- Task directions
Count the lines in the records below that contain the word "hood", matching case exactly, and reply with only that number.

··· Available records

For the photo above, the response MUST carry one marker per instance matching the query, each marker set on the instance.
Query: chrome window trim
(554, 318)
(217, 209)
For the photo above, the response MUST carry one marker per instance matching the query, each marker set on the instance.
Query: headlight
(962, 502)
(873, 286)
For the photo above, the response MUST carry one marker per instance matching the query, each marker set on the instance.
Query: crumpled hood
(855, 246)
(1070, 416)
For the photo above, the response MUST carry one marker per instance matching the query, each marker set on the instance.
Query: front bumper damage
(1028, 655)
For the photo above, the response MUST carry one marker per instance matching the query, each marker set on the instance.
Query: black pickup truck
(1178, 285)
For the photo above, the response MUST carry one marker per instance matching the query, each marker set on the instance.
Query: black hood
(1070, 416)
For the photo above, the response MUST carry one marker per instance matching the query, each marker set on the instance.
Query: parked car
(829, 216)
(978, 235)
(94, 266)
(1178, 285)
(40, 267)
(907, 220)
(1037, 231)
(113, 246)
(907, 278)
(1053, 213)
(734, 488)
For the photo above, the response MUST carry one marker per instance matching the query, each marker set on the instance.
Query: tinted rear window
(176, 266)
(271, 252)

······
··· Available records

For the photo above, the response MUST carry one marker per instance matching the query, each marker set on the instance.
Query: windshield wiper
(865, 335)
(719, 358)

······

- Correct output
2